◆ **REQUEST**: Copy down all of the data underneath, exactly as shown.
%%
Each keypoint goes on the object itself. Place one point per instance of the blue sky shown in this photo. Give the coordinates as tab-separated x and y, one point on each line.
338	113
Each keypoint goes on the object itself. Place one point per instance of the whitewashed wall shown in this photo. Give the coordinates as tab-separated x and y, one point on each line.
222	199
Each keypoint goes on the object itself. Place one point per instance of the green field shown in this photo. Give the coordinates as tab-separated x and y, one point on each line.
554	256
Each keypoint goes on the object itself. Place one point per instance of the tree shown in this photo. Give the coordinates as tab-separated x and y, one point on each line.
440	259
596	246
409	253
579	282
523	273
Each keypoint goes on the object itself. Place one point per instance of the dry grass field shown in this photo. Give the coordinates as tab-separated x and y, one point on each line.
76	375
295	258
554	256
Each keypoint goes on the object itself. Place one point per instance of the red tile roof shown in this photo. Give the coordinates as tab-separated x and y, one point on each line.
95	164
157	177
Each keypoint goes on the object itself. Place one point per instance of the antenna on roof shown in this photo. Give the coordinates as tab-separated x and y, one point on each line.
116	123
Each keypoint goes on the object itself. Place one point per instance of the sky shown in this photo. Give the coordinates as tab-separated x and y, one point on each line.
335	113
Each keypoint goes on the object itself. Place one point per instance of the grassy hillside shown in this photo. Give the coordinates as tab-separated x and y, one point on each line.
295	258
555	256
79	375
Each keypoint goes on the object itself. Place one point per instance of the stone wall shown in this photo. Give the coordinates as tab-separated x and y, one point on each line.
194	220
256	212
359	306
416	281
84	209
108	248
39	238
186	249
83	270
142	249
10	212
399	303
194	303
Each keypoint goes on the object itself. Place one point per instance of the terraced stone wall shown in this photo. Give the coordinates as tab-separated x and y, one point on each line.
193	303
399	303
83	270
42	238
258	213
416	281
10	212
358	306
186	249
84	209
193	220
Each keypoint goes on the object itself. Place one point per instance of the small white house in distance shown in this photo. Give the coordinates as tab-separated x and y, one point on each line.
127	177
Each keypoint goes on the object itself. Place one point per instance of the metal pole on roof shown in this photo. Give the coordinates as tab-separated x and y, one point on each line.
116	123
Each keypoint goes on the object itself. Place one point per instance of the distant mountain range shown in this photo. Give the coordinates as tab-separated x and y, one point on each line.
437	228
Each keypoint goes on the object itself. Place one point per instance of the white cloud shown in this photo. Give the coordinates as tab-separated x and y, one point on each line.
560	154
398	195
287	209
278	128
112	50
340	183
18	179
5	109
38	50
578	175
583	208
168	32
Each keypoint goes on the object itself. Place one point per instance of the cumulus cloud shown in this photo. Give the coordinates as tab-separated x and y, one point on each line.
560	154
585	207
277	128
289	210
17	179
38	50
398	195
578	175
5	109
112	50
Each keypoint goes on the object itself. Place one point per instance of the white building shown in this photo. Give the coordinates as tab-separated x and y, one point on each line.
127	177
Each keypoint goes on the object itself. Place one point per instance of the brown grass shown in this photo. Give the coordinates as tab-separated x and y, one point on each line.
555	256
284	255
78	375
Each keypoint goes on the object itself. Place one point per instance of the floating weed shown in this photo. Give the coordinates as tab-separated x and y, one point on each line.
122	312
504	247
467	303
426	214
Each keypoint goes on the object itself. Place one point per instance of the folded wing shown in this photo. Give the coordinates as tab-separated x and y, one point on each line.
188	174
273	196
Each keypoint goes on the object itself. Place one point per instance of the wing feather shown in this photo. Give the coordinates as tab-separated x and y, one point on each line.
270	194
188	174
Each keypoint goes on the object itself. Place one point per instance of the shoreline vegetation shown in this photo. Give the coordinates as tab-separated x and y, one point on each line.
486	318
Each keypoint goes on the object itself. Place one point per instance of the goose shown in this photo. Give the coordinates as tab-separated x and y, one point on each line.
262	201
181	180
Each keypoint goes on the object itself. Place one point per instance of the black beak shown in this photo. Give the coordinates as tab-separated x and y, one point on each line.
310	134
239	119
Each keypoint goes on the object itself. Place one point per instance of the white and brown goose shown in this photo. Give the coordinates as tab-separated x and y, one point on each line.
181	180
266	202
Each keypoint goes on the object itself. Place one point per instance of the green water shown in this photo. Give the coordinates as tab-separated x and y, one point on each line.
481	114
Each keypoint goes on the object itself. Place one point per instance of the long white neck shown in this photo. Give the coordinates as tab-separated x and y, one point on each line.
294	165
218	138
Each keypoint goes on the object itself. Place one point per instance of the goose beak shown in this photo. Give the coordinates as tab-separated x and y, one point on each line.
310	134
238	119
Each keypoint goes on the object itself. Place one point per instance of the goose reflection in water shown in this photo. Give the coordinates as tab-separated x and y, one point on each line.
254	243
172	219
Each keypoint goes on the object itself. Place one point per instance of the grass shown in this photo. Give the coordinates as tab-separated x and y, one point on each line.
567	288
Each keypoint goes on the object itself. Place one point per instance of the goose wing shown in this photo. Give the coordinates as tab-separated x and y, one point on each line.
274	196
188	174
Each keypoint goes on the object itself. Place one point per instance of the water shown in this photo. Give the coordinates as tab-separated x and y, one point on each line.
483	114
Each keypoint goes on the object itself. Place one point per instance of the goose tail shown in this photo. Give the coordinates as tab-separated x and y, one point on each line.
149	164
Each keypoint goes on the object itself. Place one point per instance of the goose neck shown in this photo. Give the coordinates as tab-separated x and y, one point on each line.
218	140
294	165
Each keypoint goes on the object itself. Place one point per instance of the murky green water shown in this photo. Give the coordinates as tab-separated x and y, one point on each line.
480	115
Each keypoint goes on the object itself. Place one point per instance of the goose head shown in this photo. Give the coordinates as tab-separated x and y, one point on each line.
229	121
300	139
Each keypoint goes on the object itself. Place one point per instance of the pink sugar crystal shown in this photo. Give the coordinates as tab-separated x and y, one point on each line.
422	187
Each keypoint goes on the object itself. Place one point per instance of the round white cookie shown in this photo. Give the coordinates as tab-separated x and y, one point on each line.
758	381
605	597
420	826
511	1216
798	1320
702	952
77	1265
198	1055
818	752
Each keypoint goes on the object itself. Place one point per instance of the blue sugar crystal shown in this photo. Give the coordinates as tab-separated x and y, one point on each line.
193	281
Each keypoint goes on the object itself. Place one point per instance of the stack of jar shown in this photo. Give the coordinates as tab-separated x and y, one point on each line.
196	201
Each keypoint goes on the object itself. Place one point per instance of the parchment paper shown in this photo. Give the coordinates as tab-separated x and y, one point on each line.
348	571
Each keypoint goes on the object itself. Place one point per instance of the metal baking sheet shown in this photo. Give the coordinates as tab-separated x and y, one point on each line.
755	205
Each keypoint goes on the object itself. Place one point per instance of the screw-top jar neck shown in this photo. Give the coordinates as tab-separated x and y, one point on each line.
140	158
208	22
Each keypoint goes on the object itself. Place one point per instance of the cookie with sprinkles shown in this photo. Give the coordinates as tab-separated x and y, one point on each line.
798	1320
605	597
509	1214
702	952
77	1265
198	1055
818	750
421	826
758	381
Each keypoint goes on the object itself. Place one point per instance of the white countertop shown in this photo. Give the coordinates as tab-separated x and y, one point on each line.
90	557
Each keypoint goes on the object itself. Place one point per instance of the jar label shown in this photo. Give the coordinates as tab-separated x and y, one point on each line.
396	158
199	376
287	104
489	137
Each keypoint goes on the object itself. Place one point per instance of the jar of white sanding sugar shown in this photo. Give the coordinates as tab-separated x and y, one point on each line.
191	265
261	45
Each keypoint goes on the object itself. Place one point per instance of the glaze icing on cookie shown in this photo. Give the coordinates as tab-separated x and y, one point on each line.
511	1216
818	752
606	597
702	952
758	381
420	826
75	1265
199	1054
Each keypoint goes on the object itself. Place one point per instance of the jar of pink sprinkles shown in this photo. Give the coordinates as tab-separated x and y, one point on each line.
%%
◆ **TASK ANSWER**:
Each keypoint goes on the object itself. Place one point per instance of the blue sky shown in this photo. Give the coordinates as tab-separated x and y, one point on each line.
338	113
Each keypoint goes on the object itself. Place one point per instance of the whitewashed wall shown in this photo. Give the coordinates as tab-separated x and y, one point on each line.
222	199
Each keypoint goes on the object itself. Place one point per instance of the green field shown in this photo. Give the coordinates as tab-separated x and y, one point on each line.
554	256
Each keypoint goes on the object itself. Place one point per instance of the tree shown in this photo. Give the coordinates as tab-separated x and y, one point on each line.
440	259
596	246
409	253
579	282
523	273
Each keypoint goes on the object itself. Place one point per instance of the dry grass field shown in this photo. Give the coordinates as tab-separated x and y, one point on each line.
76	375
295	258
554	256
Each keypoint goes on the object itself. Place one point per instance of the red tile roof shown in this photo. Give the coordinates as tab-separated x and y, one point on each line.
95	164
157	177
Each keypoint goes on the object itself. Place one point per instance of the antenna on roof shown in this photo. Give the coordinates as tab-separated x and y, one point on each line.
116	123
Each keypoint goes on the object itself. Place one point per instance of the sky shown in this photo. Give the coordinates as tab-separated x and y, one point on each line.
335	113
Each keypoint goes on the object itself. Place one point per instance of the grassy hillside shown in this photo. Give the coordinates as tab-separated x and y, one point on each line.
295	258
555	256
79	375
Each keypoint goes on the object itself. Place one point per instance of the stone wall shown in this photo. Give the coordinates as tab-separated x and y, one point on each line.
194	220
256	212
359	306
416	281
84	209
108	248
39	238
186	249
83	270
142	249
10	212
399	303
194	303
Each keypoint goes on the object itself. Place one point per instance of the terraced stone wall shown in this photo. Give the coordinates as tab-separated x and y, one point on each line.
193	303
399	303
83	270
42	238
258	213
416	281
10	212
358	306
186	249
84	209
193	220
Each keypoint goes on the object itself. Place one point per instance of the small white house in distance shown in this photo. Give the coordinates as tab-separated x and y, one point on each line.
127	177
Each keypoint goes on the object itself. Place one point per instance of the metal pole on roof shown in this photo. Give the coordinates as tab-separated x and y, one point on each line.
116	123
Each keypoint goes on the object itself. Place one point per instance of the distant mountain range shown in this photo. Give the coordinates as tab-separated x and y, one point on each line.
437	228
Each keypoint goes on the object itself. Place one point per instance of the white cloud shown in this photo. Give the coordinates as tab-separated x and y, one point on each line.
560	154
398	195
287	209
278	128
112	50
340	183
18	179
5	109
38	50
578	175
583	208
168	32
Each keypoint goes on the object itself. Place one point per instance of the cumulus cloud shown in this photo. Give the coordinates as tab-separated x and y, one point on each line.
560	154
585	207
277	128
289	210
17	179
38	50
398	195
578	175
5	109
112	50
Each keypoint goes on the object itself. Place one point per instance of the white building shown in this photo. Give the coordinates as tab-separated x and y, one point on each line.
127	177
Each keypoint goes on the object itself. Place one point per instance of the brown grass shown in this photo. Give the coordinates as tab-separated x and y, one point on each line.
555	256
284	255
78	375
Each keypoint goes on the object itself. Place one point per instance of the floating weed shown in this photo. Give the coordinates as tab-separated x and y, one point on each line.
122	312
504	247
467	303
426	214
Each keypoint goes on the object itself. Place one point per instance of the folded wing shown in this photo. Give the coordinates as tab-separated x and y, one point on each line.
188	174
273	196
Each keypoint goes on the object itself. Place one point per instance of the wing feather shown in this photo. Give the coordinates as tab-separated x and y, one point on each line.
270	194
188	174
Each keypoint goes on the object itself. Place one point per instance of the shoreline vegetation shown in this photo. Give the coordinates as tab-separated x and y, one point on each line.
486	318
Each keypoint goes on the object itself. Place one point per instance of the goose shown in this photo. Give the coordinates as tab-separated x and y, one point on each line.
262	201
181	180
Each keypoint goes on the object itself. Place one point per instance of the black beak shown in this photo. Give the coordinates as tab-separated x and y, one point on each line.
310	134
239	119
Each keypoint goes on the object itself. Place one point per instance of the white and brown goose shown in this photo. Give the coordinates as tab-separated x and y, one point on each line.
181	180
266	202
Each keypoint goes on the object itself. Place one point per instance of the green water shown in this photo. Give the coordinates as tab-separated x and y, one point on each line.
481	114
Each keypoint goes on the object itself. Place one point per instance of the long white neck shown in this photo. Give the coordinates as tab-separated x and y, one point on each line.
294	165
218	138
Each keypoint goes on the object itself. Place one point per instance of the goose beak shown in this photo. Give the coordinates as tab-separated x and y, one point on each line.
310	134
238	119
Each keypoint goes on the object itself. Place one point per instance of the goose reflection in water shown in this photo. Give the coordinates as tab-separated x and y, one point on each line.
254	243
172	219
Each keypoint goes on the object itself. Place one point per instance of the grass shown in this photo. Give the coordinates as tab-separated x and y, one point on each line.
567	288
Each keypoint goes on the object itself. Place one point per instance of the goose wing shown in this photo. Give the coordinates as tab-separated x and y, one point on each line.
274	196
188	174
Each keypoint goes on the object itself. Place one point per instance of the water shown in this photo. Give the coordinates as tab-separated x and y, one point on each line.
483	114
Each keypoint goes on the object itself. Place one point per instance of the goose tail shown in this photo. Give the coordinates as tab-separated x and y, one point on each line.
149	164
Each keypoint goes on the object itself. Place one point per instance of the goose neck shown in this photo. Give the coordinates as tab-separated x and y, one point on each line.
218	140
294	165
Each keypoint goes on the object itself. Place one point per instance of the murky green water shown in this photo. Give the coordinates as tab-separated x and y, one point on each line.
480	115
Each keypoint goes on the object itself. Place one point per instance of the goose head shown in this photo. Give the coordinates as tab-separated x and y, one point on each line.
229	121
300	139
Each keypoint goes on the object itself. Place one point per instance of the pink sugar crystal shown in this photo. Give the coordinates as tab-separated x and y, one point on each line.
422	187
Each keypoint goes on the object itself. Place one point per instance of the round white cookie shown in this photo. Give the coordinates as tab-separated x and y, one point on each line.
758	381
605	597
420	826
511	1216
798	1320
702	952
77	1265
198	1055
818	752
Each keypoint goes on the object itself. Place one point per instance of the blue sugar crystal shown in this photo. Give the coordinates as tab-separated x and y, one point on each line.
193	281
Each keypoint goes on the object itself. Place one point per instance of the stack of jar shown in this photo. Give the coordinates as tab-separated x and y, one point on each line.
196	201
Each keypoint goes on the object itself. Place one point per instance of the parchment paper shown in this photo. Give the coordinates as tab-separated x and y, one point on each line.
348	571
Each keypoint goes on the object itself. Place one point per instance of the metal baking sheet shown in this photo. Give the coordinates as tab-separated x and y, one point on each line.
755	205
Each keypoint goes on the object itself. Place one point per instance of the screw-top jar neck shown in this photo. Give the coordinates as tab-separated x and y, one point on each line.
140	158
208	22
Each keypoint goes on the object itself. Place one point per instance of the cookie with sprinkles shown in this photo. Give the coordinates as tab-separated x and y, one point on each line.
798	1320
605	597
509	1214
702	952
77	1265
198	1055
818	750
421	826
758	381
Each keypoint goes on the object itself. Place one point per instance of the white countertop shown in this photo. Give the coordinates as tab-separated x and y, one point on each line.
90	557
Each keypoint goes on the object itself. Place one point per instance of the jar label shown in this photo. Give the coordinates as tab-separated x and y, one point on each line.
396	158
199	376
287	104
489	137
Each keypoint goes on the object itself. Place one point per instance of the jar of white sanding sugar shown in this photo. Give the coordinates as tab-separated x and y, one point on each line.
191	265
261	45
Each keypoint goes on the object itself. Place one point per instance of the glaze icing on cookie shown in this photo. Give the coordinates as tab-separated x and y, one point on each line.
511	1216
818	752
606	597
702	952
758	381
420	826
75	1265
199	1054
Each keypoint goes on the object itself. Place one point per instance of the jar of pink sprinkles shown in this photo. Give the coordinates as tab-separated x and y, one point on each line.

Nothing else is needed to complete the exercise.